依頼 A
次の記述(i)〜(iii)がSuperkopの紹介文の内容と合っているかを判定してください。各記述に「はい」か「いいえ」で答え、判断の決め手となる本文の語句をそのまま引用してください。
(i) Superkopは電気でお湯を沸かす。
(ii) レバーは約25〜30秒間に6回押し下げる。
(iii) Superkopは壁に取り付けて設置することはできない。
依頼 B
Superkopの紹介文から、「エスプレッソは本来、92〜9」という語句を含む箇所で始まり「それほどの力は必要としない。」で終わる部分を一字一句そのまま書き写してください。

家庭で大満足のエスプレッソを飲める「Espresso Tokyo Superkop」

素朴なアイデアで家庭用ながら大満足のエスプレッソを飲める「Espresso Tokyo Superkop」【COOL GADGETS Vol.48】

高さこそ必要だが実にコンパクトな「Espresso Tokyo Superkop」。壁付け設置も可能だという。
高さこそ必要だが実にコンパクトな「Espresso Tokyo Superkop」。壁付け設置も可能だという。
エスプレッソは本来、92〜96度のお湯で抽出するのが理想だ。しかし、業務用など高価格なマシンを除いて、大多数の家庭向けエスプレッソマシンは、ボイラーで沸騰させた100度近い高温となるという。今回紹介するガジェットはそれを解決した画期的なエスプレッソマシンである。(GENROQ 2023年9月号より転載・再構成)

電気を使わないけれども

約25〜30秒間にレバーをゆっくりと確実に6回押し下げる。1回のレバーの上げ下ろし時に最適な圧力(9気圧)になるよう調整されているため、それほどの力は必要としない。

この連載では珍しく、“電気を使わない”エスプレッソマシンを紹介することにしよう。今時、フルオートのエスプレッソメーカーは手軽に入手できる。焙煎したコーヒー豆をコンテナに入れておけば、自動的に挽いてポルタフィルターに詰め、抽出液の乳化と味わいのバランスが最高となる9気圧で抽出してくれる。それなのに、何を今さら手動レバーなのかって? 理由は2つある。

ひとつはSuperkopがエスプレッソを飲むための「困りごと」を、ほとんど解決してくれること。もうひとつは「旨い」エスプレッソを手軽に飲めるからだ。手動なのに高価だって? おそらくこのコラムを読み終わる頃にはその気持ちも変わってるはずだ。コイツで淹れたエスプレッソは旨い。とろりとした舌触りのクレマは、豆の脂質を適度に含んでまろやかで香り高い味わい。

家庭向けエスプレッソマシンとして理想的

自動でお湯を作ってくれる家庭向けエスプレッソマシンの大多数はボイラーで加熱した水を直接ポンプに送り込んで抽出する。湯の温度は92〜96度くらいが最適だが、さまざまな環境できちんと抽出するため、業務用に近い高価格なマシンを除けばボイラーで沸騰させた100度近い高温のままだ。Superkopは別途沸かした湯を、ポルタを装着した小さいタンクに注ぎ入れてから本体にセット。抽出する形だ。適度なリズムで抽出すれば高温になりすぎることはない。ここから長尺レバーをゆっくり6回押し下げると与圧タンクの気圧が一気に高まり、圧力バルブから9気圧均等に60ccの湯をポルタに送り込んでエスプレッソを抽出する。レバー式は高額な業務用としては以前から銘品が存在するが、家庭向けでここまで満足できる味のエスプレッソが、しかもスーパーシンプルな構造で楽しめるとは。他に例がない。

データ

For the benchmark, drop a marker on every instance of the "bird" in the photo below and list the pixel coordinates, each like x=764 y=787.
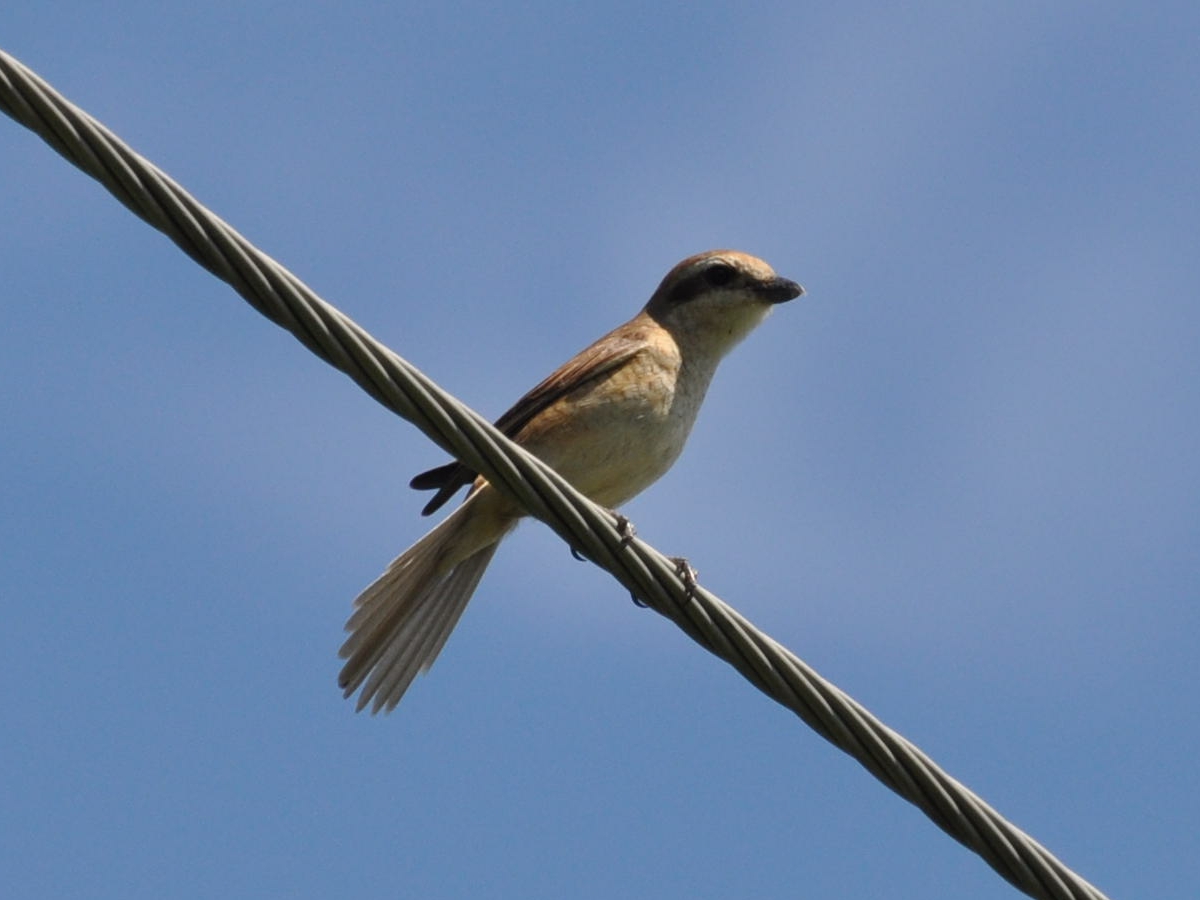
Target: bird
x=611 y=421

回答 A
(i) いいえ。「“電気を使わない”エスプレッソマシンを紹介することにしよう」
(ii) はい。「約25〜30秒間にレバーをゆっくりと確実に6回押し下げる」
(iii) いいえ。「壁付け設置も可能だという」

回答 B
エスプレッソは本来、92〜96度のお湯で抽出するのが理想だ。しかし、業務用など高価格なマシンを除いて、大多数の家庭向けエスプレッソマシンは、ボイラーで沸騰させた100度近い高温となるという。今回紹介するガジェットはそれを解決した画期的なエスプレッソマシンである。(GENROQ 2023年9月号より転載・再構成)

電気を使わないけれども

約25〜30秒間にレバーをゆっくりと確実に6回押し下げる。1回のレバーの上げ下ろし時に最適な圧力(9気圧)になるよう調整されているため、それほどの力は必要としない。